--- Begin Material provided ---
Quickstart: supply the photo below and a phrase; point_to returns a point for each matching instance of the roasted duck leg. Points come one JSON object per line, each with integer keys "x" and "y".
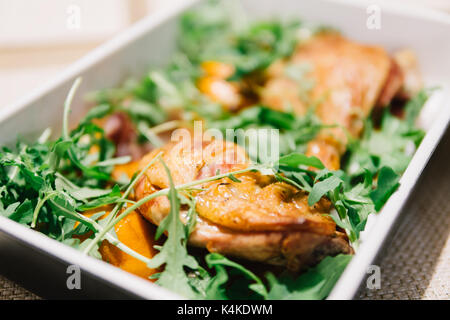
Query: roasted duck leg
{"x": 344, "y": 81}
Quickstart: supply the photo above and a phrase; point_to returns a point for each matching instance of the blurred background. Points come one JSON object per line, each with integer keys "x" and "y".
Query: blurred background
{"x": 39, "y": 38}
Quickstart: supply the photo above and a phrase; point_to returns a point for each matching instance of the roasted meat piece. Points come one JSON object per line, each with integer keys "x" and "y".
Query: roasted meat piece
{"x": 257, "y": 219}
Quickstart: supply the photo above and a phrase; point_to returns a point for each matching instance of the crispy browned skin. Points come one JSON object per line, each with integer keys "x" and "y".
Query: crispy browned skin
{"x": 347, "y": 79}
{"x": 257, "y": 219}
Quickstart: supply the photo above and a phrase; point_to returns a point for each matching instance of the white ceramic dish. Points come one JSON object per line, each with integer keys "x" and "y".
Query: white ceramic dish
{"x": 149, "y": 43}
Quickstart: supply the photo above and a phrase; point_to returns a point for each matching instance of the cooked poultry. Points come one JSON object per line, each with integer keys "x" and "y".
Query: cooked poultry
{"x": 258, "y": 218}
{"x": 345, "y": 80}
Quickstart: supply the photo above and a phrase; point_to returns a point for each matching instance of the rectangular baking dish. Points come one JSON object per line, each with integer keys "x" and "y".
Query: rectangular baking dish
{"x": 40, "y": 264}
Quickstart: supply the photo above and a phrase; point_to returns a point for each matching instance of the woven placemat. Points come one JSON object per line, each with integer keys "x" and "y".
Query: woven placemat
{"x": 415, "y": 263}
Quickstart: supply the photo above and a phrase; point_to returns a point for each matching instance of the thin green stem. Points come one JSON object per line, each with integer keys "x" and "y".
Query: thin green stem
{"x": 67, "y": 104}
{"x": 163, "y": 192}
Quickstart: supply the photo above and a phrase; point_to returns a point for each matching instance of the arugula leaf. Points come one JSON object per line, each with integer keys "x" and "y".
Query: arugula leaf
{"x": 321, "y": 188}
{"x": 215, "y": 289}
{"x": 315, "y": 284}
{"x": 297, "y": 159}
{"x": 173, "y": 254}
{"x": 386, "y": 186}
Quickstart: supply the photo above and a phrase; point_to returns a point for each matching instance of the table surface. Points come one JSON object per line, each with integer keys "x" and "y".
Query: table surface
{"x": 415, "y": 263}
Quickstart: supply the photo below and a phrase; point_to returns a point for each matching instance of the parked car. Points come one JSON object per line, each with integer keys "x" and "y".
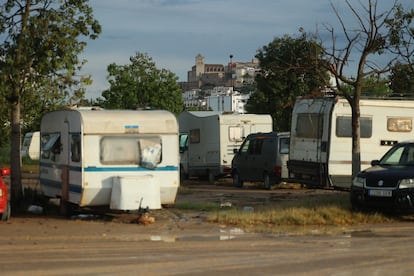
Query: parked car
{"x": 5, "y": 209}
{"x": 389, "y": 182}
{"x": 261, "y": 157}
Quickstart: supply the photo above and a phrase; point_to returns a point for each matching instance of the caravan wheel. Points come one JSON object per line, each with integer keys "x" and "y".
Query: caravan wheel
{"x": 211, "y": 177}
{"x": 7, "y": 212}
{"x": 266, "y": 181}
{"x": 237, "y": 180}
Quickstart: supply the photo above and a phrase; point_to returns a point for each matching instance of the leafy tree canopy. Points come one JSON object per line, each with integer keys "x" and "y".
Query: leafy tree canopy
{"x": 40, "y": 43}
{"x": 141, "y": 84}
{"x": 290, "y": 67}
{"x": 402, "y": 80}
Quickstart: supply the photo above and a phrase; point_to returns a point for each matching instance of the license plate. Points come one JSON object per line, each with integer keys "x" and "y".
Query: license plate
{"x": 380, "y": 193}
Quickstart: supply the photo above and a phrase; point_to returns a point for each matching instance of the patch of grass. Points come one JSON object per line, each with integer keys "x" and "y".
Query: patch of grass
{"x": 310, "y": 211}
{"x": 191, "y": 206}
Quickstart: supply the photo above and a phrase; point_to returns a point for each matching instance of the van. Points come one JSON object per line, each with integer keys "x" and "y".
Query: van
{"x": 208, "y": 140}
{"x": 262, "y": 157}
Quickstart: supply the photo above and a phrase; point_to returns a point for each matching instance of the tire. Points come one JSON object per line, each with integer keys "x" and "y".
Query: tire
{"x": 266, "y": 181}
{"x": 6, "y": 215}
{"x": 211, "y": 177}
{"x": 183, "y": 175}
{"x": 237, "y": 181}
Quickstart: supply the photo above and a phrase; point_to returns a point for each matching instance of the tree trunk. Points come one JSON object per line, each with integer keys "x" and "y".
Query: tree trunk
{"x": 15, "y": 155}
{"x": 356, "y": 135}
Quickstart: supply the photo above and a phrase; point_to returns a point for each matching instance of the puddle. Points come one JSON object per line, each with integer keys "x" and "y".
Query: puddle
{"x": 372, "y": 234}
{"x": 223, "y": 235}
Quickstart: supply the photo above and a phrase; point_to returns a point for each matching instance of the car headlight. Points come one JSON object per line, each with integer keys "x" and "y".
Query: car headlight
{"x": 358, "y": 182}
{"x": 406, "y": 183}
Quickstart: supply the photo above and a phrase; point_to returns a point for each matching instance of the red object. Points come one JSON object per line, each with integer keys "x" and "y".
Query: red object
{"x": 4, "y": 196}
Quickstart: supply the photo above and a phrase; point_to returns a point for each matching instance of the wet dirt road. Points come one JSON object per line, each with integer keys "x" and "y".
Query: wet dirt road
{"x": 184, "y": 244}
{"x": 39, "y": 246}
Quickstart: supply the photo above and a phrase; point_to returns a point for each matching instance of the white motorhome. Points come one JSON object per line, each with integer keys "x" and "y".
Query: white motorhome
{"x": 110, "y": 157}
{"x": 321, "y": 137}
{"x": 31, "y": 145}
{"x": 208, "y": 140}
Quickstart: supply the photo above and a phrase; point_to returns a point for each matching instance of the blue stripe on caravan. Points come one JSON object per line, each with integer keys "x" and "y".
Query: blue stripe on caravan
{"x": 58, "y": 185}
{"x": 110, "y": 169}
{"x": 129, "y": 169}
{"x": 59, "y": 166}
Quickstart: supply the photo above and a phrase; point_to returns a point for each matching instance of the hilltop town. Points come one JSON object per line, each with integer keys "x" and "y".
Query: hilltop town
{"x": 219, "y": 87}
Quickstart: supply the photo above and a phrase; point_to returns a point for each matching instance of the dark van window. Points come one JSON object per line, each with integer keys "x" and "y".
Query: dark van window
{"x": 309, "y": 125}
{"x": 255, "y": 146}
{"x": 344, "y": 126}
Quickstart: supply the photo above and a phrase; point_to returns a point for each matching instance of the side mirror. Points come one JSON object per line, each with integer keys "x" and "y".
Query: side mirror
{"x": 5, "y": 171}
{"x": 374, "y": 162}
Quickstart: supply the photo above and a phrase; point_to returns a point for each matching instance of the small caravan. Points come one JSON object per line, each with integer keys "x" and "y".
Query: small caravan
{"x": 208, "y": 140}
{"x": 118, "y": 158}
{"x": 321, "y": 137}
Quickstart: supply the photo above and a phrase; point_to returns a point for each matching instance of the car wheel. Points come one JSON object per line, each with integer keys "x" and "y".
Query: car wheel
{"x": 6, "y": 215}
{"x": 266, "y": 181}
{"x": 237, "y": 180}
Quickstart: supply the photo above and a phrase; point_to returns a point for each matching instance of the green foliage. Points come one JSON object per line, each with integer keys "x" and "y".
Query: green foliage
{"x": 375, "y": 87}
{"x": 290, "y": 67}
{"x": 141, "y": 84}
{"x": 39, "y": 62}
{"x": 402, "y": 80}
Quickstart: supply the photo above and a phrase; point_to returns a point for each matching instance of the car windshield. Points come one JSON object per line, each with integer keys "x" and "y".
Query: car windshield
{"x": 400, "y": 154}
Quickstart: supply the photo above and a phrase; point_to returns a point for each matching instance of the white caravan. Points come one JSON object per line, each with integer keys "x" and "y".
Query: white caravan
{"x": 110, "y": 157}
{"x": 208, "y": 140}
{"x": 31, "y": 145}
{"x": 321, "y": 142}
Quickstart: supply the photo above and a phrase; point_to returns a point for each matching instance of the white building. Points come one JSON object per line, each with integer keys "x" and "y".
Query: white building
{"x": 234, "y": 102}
--- End Material provided ---
▶ **Work to complete**
Write out the lines above from the one containing "the car windshield." through the last, exactly as they are.

▶ **Correct output**
Quickstart: supply the photo above and a phrase; point_to returns a point for each matching instance of the car windshield. Points come one JSON object per line, each with integer keys "x" and "y".
Query: car windshield
{"x": 400, "y": 154}
Quickstart: supply the photo above and a phrase; point_to returns a point for each matching instance of the white caravan. Points come one JSON object per line, each with integer keys "x" and "y".
Query: white caravan
{"x": 110, "y": 157}
{"x": 208, "y": 140}
{"x": 31, "y": 145}
{"x": 321, "y": 142}
Quickstart: supply the photo above and a phrase; point_to returns a point for each matching instance of the white building. Points come one JSON object per line, each with integer keys "x" and "y".
Query: white building
{"x": 234, "y": 102}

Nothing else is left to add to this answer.